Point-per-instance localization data
+++++
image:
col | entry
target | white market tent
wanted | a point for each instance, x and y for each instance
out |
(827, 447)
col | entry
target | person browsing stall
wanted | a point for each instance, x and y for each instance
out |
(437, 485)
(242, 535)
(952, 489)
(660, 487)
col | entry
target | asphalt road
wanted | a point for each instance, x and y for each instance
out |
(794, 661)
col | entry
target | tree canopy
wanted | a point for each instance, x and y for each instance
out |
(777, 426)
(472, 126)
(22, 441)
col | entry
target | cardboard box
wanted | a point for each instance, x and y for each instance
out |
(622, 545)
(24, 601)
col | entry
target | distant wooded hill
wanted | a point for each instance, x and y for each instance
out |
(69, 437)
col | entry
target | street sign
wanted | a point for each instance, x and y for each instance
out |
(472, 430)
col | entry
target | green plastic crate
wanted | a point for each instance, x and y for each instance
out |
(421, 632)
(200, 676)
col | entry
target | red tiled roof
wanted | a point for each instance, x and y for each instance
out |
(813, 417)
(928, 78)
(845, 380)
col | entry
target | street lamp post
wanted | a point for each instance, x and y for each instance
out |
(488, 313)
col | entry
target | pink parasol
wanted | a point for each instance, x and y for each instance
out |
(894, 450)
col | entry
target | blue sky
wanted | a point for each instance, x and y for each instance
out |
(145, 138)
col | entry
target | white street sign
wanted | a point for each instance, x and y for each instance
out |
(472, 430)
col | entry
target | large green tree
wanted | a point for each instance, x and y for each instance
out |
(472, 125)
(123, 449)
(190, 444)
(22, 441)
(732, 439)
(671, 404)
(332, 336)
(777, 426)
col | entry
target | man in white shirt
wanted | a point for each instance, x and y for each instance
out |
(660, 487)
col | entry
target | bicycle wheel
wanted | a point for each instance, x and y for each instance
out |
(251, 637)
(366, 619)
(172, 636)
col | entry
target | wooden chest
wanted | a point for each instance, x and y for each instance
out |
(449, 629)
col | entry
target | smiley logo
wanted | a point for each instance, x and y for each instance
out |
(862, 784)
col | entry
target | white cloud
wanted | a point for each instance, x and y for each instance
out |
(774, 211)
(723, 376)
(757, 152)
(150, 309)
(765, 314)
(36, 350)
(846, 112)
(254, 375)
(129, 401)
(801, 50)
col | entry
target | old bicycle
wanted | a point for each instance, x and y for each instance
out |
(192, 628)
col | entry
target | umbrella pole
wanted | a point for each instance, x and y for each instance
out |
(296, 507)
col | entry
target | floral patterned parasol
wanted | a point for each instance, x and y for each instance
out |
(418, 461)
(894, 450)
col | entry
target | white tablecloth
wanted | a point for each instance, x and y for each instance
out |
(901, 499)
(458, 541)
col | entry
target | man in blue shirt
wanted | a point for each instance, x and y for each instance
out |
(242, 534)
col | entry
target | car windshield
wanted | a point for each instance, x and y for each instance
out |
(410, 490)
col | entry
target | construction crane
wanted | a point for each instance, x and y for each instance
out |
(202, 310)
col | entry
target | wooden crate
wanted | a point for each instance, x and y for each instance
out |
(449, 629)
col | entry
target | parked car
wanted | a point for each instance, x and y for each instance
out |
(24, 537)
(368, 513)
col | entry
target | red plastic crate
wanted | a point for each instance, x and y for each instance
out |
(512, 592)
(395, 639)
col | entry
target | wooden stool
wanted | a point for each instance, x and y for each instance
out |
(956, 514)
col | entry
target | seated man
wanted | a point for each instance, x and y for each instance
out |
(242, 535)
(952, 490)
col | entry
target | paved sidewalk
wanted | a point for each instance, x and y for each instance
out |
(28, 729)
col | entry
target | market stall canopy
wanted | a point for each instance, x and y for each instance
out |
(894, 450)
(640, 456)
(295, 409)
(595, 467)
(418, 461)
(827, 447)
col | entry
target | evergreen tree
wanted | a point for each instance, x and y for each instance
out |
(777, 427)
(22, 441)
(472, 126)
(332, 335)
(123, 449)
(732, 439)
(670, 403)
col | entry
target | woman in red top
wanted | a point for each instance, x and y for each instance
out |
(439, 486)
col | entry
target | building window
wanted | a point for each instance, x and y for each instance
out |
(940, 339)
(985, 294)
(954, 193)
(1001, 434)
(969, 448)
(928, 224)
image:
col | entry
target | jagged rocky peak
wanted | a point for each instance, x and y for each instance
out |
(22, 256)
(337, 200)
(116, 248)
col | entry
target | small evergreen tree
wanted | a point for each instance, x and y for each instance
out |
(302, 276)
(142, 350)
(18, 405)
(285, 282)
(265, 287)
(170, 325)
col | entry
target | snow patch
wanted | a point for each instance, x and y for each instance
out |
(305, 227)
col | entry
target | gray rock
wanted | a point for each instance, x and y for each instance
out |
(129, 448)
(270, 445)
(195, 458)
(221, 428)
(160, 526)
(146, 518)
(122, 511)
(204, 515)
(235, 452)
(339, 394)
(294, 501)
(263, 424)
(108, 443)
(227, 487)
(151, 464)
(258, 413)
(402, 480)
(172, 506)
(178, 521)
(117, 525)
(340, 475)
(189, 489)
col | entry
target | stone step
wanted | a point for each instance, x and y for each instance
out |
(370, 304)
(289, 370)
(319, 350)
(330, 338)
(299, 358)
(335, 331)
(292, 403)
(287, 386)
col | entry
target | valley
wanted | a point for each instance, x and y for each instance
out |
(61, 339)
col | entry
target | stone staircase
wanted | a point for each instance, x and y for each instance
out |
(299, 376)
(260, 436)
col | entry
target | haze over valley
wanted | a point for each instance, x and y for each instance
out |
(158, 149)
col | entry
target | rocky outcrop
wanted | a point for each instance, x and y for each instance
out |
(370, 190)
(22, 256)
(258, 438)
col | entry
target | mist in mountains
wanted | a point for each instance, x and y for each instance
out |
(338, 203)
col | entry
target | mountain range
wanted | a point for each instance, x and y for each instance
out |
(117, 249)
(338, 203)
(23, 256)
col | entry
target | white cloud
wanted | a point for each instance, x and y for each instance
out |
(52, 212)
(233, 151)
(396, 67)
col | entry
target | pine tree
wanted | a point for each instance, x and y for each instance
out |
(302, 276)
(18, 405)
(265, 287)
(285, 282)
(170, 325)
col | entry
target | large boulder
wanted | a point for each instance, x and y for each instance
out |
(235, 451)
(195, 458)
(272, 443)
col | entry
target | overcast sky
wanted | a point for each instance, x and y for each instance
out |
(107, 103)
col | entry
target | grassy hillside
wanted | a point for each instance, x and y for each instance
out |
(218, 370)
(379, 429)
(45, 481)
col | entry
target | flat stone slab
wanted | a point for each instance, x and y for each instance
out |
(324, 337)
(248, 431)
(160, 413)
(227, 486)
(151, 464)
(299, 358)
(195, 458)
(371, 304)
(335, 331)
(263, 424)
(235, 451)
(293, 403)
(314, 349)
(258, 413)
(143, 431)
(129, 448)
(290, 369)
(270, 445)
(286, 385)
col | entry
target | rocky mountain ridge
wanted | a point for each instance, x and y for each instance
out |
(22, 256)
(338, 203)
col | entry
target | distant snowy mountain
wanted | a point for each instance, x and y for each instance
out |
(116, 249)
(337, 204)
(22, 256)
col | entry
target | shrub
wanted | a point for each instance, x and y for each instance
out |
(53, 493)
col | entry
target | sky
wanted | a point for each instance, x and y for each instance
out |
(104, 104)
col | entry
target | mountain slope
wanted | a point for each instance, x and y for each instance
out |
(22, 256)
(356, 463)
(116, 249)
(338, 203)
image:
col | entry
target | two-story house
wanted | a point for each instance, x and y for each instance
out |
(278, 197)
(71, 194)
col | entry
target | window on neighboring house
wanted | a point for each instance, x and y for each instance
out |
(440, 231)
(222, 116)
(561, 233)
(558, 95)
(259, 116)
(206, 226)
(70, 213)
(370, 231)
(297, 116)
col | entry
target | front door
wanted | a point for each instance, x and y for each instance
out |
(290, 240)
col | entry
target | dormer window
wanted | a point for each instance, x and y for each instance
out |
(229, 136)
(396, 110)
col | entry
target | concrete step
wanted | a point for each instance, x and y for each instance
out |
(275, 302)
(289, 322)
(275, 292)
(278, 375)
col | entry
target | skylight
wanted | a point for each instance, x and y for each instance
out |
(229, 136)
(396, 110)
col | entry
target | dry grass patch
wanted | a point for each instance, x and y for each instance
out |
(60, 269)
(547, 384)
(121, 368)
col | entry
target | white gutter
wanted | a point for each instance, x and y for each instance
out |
+++++
Only the lines above starting at the line that holds "target | market stall canopy" and ending at the line that holds "target | building window" are to be repeated, exactly and in full.

> Written reply:
target | market stall canopy
wanted | a point for each instance, x and y for each instance
out |
(894, 450)
(640, 456)
(295, 409)
(595, 467)
(418, 461)
(827, 447)
col | entry
target | evergreen tree
wanted | a point for each instance, x and y for each instance
out |
(777, 427)
(22, 441)
(472, 126)
(332, 335)
(123, 449)
(732, 439)
(670, 403)
col | entry
target | woman in red top
wanted | a point for each instance, x and y for each instance
out |
(439, 486)
col | entry
target | building window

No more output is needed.